Natural-language object grounding data:
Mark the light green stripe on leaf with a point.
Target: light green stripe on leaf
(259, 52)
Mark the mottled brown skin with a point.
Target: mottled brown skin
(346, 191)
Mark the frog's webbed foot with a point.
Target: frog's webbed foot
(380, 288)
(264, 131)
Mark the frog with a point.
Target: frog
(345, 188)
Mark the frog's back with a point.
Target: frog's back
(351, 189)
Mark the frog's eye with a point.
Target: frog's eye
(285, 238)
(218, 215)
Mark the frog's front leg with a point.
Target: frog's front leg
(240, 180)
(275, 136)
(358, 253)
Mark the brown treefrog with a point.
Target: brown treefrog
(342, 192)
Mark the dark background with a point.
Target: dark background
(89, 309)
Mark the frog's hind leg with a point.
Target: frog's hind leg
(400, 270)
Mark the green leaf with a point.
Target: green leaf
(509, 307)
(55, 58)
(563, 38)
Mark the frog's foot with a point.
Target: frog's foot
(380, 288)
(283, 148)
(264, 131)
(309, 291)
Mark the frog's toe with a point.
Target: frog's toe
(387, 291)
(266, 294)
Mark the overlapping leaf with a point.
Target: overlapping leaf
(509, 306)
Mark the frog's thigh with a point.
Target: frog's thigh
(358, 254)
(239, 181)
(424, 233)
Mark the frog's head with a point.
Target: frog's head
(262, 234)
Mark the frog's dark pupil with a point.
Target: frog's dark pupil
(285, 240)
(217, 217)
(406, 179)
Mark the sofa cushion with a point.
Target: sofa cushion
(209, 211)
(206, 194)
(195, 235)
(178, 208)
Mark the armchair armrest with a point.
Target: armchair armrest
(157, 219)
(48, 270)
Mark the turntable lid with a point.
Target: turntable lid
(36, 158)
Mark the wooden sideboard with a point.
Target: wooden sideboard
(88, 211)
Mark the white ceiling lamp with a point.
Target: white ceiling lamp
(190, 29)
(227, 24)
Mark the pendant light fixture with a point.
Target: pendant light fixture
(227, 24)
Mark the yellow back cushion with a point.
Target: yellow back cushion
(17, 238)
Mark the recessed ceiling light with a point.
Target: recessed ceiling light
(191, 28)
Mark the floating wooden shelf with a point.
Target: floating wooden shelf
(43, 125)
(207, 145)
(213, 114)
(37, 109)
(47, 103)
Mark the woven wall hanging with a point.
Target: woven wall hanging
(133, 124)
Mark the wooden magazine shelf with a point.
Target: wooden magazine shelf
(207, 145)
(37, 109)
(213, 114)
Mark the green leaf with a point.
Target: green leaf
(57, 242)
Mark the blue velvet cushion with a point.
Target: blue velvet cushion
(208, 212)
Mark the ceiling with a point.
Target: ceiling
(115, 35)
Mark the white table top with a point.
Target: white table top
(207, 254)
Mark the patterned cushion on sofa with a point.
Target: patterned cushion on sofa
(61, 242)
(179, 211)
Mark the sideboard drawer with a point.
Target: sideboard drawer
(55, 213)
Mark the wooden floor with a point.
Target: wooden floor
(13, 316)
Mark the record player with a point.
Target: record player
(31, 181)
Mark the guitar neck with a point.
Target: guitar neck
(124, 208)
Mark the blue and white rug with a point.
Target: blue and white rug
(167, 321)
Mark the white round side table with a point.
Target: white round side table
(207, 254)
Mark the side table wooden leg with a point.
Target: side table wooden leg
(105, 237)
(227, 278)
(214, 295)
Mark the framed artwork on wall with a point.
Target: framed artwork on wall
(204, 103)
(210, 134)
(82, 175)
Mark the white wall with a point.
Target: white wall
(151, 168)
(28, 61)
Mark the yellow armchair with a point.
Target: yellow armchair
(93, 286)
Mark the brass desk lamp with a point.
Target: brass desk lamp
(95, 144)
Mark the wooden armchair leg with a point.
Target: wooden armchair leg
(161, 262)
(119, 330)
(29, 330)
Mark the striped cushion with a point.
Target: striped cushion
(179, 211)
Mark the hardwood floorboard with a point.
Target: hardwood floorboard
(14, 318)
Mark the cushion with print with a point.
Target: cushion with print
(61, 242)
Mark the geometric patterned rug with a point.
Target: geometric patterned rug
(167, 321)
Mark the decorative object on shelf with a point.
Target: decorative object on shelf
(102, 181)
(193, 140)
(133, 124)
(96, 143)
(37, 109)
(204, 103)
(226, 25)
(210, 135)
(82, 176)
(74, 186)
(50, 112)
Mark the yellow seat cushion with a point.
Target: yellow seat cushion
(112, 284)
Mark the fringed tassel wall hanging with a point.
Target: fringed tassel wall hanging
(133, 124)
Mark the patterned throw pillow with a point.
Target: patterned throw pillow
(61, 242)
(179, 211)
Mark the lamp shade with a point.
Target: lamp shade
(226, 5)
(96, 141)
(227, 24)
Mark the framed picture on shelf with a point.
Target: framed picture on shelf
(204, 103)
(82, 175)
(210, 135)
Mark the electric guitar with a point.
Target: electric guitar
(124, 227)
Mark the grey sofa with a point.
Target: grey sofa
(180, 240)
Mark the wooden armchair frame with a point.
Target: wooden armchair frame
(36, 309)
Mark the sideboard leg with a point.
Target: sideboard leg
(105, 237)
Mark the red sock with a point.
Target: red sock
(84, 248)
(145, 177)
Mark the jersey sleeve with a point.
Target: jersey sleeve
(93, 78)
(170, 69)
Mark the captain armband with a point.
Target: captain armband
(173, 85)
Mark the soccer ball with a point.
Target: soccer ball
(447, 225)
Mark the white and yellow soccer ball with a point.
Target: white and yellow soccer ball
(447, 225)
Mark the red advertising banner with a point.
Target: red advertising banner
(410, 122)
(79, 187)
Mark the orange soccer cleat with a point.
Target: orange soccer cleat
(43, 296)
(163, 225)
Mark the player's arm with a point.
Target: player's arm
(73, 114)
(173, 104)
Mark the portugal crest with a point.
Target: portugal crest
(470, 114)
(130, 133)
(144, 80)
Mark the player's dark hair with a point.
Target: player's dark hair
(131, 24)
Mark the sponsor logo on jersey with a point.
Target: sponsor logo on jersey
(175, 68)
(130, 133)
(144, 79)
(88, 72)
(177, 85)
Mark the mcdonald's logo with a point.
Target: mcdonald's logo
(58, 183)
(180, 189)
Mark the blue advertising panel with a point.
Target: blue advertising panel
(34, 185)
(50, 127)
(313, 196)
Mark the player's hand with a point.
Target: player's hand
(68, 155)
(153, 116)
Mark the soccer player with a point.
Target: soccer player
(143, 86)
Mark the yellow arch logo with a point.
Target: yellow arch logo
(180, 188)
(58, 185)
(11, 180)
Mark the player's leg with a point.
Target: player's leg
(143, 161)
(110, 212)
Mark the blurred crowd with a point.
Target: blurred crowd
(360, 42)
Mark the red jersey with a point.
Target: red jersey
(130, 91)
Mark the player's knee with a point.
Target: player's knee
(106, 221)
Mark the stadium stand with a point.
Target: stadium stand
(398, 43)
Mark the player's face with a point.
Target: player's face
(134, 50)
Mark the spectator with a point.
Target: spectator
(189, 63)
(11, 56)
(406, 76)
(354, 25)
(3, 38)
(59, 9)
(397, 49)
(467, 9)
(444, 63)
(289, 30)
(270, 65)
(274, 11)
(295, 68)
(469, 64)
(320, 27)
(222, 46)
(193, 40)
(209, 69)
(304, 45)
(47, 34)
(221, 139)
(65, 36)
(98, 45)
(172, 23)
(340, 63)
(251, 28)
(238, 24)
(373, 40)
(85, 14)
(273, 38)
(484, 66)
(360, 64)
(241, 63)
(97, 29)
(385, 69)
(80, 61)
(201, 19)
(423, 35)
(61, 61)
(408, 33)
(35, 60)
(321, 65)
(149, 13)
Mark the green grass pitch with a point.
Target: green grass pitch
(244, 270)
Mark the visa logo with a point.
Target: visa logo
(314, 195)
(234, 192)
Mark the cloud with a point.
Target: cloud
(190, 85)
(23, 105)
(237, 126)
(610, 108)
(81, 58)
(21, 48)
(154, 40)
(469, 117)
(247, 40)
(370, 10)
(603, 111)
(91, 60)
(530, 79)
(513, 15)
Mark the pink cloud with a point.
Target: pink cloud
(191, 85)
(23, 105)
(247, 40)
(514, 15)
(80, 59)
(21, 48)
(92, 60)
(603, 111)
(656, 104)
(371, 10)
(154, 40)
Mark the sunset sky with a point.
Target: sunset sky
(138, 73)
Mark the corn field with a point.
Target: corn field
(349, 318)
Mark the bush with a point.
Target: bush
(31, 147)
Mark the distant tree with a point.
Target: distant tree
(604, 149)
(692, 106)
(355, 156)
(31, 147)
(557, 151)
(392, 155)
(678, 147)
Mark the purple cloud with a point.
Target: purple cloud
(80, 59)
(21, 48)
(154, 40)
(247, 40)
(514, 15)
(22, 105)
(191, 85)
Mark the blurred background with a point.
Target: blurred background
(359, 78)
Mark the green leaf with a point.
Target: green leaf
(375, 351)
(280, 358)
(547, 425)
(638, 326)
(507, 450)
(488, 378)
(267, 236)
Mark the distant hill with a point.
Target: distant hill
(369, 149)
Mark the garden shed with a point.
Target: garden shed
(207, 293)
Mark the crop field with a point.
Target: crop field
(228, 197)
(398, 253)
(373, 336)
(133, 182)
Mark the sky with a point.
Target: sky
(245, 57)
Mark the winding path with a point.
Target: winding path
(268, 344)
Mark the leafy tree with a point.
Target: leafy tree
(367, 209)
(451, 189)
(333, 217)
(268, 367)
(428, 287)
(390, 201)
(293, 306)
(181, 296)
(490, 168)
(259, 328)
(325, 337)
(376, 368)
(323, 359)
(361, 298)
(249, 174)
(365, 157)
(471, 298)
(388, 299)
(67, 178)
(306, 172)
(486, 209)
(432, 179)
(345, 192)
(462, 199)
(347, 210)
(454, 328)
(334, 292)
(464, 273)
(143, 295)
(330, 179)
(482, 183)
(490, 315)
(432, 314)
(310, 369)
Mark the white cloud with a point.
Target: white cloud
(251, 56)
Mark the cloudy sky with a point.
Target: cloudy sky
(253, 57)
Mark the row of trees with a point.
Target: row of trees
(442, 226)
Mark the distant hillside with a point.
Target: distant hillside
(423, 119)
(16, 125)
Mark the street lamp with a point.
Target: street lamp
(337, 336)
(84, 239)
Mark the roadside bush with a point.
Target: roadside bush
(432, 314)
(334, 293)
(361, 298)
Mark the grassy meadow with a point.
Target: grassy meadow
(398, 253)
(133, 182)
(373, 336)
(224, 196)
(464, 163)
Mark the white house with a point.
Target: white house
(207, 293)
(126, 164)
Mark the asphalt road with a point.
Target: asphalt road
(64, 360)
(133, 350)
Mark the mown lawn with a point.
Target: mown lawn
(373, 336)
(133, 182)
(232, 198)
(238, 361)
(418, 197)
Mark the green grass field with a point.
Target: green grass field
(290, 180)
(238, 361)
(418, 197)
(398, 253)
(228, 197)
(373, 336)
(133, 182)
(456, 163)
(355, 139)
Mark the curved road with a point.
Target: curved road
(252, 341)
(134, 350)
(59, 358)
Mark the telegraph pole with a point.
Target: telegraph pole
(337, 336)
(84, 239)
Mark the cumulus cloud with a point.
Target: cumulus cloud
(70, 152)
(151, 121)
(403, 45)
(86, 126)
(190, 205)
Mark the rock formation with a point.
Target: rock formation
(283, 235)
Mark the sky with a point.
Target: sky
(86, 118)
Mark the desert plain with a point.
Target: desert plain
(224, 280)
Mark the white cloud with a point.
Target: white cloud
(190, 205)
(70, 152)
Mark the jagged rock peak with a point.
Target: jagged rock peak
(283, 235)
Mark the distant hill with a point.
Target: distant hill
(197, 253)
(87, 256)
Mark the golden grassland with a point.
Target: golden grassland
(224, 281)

- Task brief -
Keeping every character as it is, restate the lines above that run from the line with "Target: frog's toe" through the line with "Mark the side table wooden leg with a point.", both included, and nothing else.

- Result -
Target: frog's toe
(387, 291)
(266, 294)
Mark the overlapping leaf with a point.
Target: overlapping leaf
(509, 306)
Mark the frog's thigh with a point.
Target: frog's thigh
(358, 254)
(239, 181)
(424, 233)
Mark the frog's head with a point.
Target: frog's head
(262, 234)
Mark the frog's dark pupil with a point.
Target: frog's dark pupil
(285, 240)
(217, 217)
(406, 179)
Mark the sofa cushion with a point.
Target: sofa cushion
(209, 211)
(206, 194)
(195, 235)
(178, 208)
Mark the armchair armrest with a point.
Target: armchair armrest
(157, 219)
(48, 270)
Mark the turntable lid with a point.
Target: turntable lid
(36, 158)
Mark the wooden sideboard with a point.
Target: wooden sideboard
(88, 211)
Mark the white ceiling lamp with a point.
Target: white ceiling lamp
(190, 29)
(227, 24)
Mark the pendant light fixture with a point.
Target: pendant light fixture
(227, 24)
Mark the yellow back cushion with a point.
Target: yellow back cushion
(17, 238)
Mark the recessed ceiling light with a point.
Target: recessed ceiling light
(191, 28)
Mark the floating wooden shelf with a point.
Target: floating wooden shelf
(43, 125)
(207, 145)
(213, 114)
(37, 109)
(47, 103)
Mark the woven wall hanging with a point.
Target: woven wall hanging
(133, 124)
Mark the wooden magazine shelf with a point.
Target: wooden magazine shelf
(207, 145)
(37, 109)
(213, 114)
Mark the green leaf with a point.
Target: green leaf
(57, 242)
Mark the blue velvet cushion with a point.
Target: blue velvet cushion
(208, 212)
Mark the ceiling with a point.
Target: ceiling
(115, 35)
Mark the white table top with a point.
Target: white table top
(207, 254)
Mark the patterned cushion on sofa with a point.
Target: patterned cushion on sofa
(61, 242)
(179, 211)
Mark the sideboard drawer with a point.
Target: sideboard drawer
(55, 213)
Mark the wooden floor with a point.
Target: wooden floor
(13, 316)
Mark the record player with a point.
Target: record player
(31, 181)
Mark the guitar neck with a point.
Target: guitar neck
(124, 208)
Mark the blue and white rug with a point.
Target: blue and white rug
(167, 321)
Mark the white round side table with a point.
Target: white round side table
(207, 254)
Mark the side table wooden leg with a point.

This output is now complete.